# YOUR GOAL
Print the UTM setup instructions below word for word, changing nothing.

# EXCERPTED TEXT
###
If you have to regenerate your license, make sure you end up with a license that is not “Unlimited.” Your UTM build will not accept it. It has to be a “Home” license. Refer to the screenshots below to see the difference between the two uploads.
Once your license is uploaded, you’ll have to configure the basic settings for your internal network, specifically the portion of the network that will be tied to your admin NIC. You can change the IP for the firewall and set a netmask. If you want the UTM to handle DHCP on this interface, click the check box and then set your desired range. It will end up looking similar to the screenshot on the right.
Next, you will establish your WAN interface for the UTM. For most home connections, you will select DHCP for “Address type.” As the page mentions, if you are on DSL instead of cable, you may have to add a username and password. If you have more than one spare NIC (and they all happen to be of the same make/model), this step may take some guess and check which is another reason I recommended keeping the box in an accessible area during the setup process. If you don’t want to set up your Internet-facing NIC now, or you’re using this build completely internally, click the “Setup Internet connection later” box and move onto the next step. Additional NIC interfaces can be established under the “Interfaces” section of the Dashboard.
On the “Allowed Services” page, you are presented with options that will automatically add rules to the firewall once setup is completed. I use my “admin” network for very specific purposes, so I limit outbound traffic for that particular network segment. If you do not plan to maintain multiple networks on multiple NICs or VLANs, select whatever you’d like. Before you proceed, I would recommend deselecting both of the “Ping Settings” options for security reasons.
###
Dataset entries:
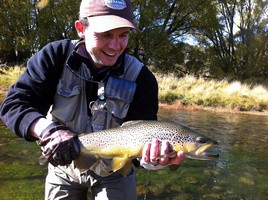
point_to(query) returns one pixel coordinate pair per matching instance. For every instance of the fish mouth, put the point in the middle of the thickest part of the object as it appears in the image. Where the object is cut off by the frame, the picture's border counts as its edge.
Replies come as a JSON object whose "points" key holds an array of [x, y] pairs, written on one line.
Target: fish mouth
{"points": [[202, 154]]}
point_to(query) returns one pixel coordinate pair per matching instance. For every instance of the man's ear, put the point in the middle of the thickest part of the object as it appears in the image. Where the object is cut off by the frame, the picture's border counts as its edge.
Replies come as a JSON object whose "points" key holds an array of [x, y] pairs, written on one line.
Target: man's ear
{"points": [[80, 29]]}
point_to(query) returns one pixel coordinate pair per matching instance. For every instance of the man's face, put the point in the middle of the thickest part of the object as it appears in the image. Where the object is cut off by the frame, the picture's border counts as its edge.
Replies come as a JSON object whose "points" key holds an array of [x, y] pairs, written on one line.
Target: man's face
{"points": [[106, 47]]}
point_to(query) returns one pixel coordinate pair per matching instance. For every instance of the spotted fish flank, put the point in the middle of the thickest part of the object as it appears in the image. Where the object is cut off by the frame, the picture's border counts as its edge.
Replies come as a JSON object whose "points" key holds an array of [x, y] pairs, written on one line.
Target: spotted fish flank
{"points": [[125, 143]]}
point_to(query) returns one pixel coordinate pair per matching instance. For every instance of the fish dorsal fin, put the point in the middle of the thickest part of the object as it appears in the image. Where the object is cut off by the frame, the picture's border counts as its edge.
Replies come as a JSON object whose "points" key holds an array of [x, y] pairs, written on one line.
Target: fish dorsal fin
{"points": [[125, 170], [173, 168], [128, 123], [84, 161], [119, 162]]}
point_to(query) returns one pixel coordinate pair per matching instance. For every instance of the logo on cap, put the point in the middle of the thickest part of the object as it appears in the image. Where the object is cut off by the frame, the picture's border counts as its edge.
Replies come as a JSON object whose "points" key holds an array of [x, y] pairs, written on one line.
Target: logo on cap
{"points": [[116, 4]]}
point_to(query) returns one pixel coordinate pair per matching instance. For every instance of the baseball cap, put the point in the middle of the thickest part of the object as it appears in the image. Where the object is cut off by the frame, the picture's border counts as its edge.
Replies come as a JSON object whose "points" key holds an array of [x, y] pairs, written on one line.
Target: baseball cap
###
# TASK OUTPUT
If you have to regenerate your license, make sure you end up with a license that is not “Unlimited.” Your UTM build will not accept it. It has to be a “Home” license. Refer to the screenshots below to see the difference between the two uploads.
Once your license is uploaded, you’ll have to configure the basic settings for your internal network, specifically the portion of the network that will be tied to your admin NIC. You can change the IP for the firewall and set a netmask. If you want the UTM to handle DHCP on this interface, click the check box and then set your desired range. It will end up looking similar to the screenshot on the right.
Next, you will establish your WAN interface for the UTM. For most home connections, you will select DHCP for “Address type.” As the page mentions, if you are on DSL instead of cable, you may have to add a username and password. If you have more than one spare NIC (and they all happen to be of the same make/model), this step may take some guess and check which is another reason I recommended keeping the box in an accessible area during the setup process. If you don’t want to set up your Internet-facing NIC now, or you’re using this build completely internally, click the “Setup Internet connection later” box and move onto the next step. Additional NIC interfaces can be established under the “Interfaces” section of the Dashboard.
On the “Allowed Services” page, you are presented with options that will automatically add rules to the firewall once setup is completed. I use my “admin” network for very specific purposes, so I limit outbound traffic for that particular network segment. If you do not plan to maintain multiple networks on multiple NICs or VLANs, select whatever you’d like. Before you proceed, I would recommend deselecting both of the “Ping Settings” options for security reasons.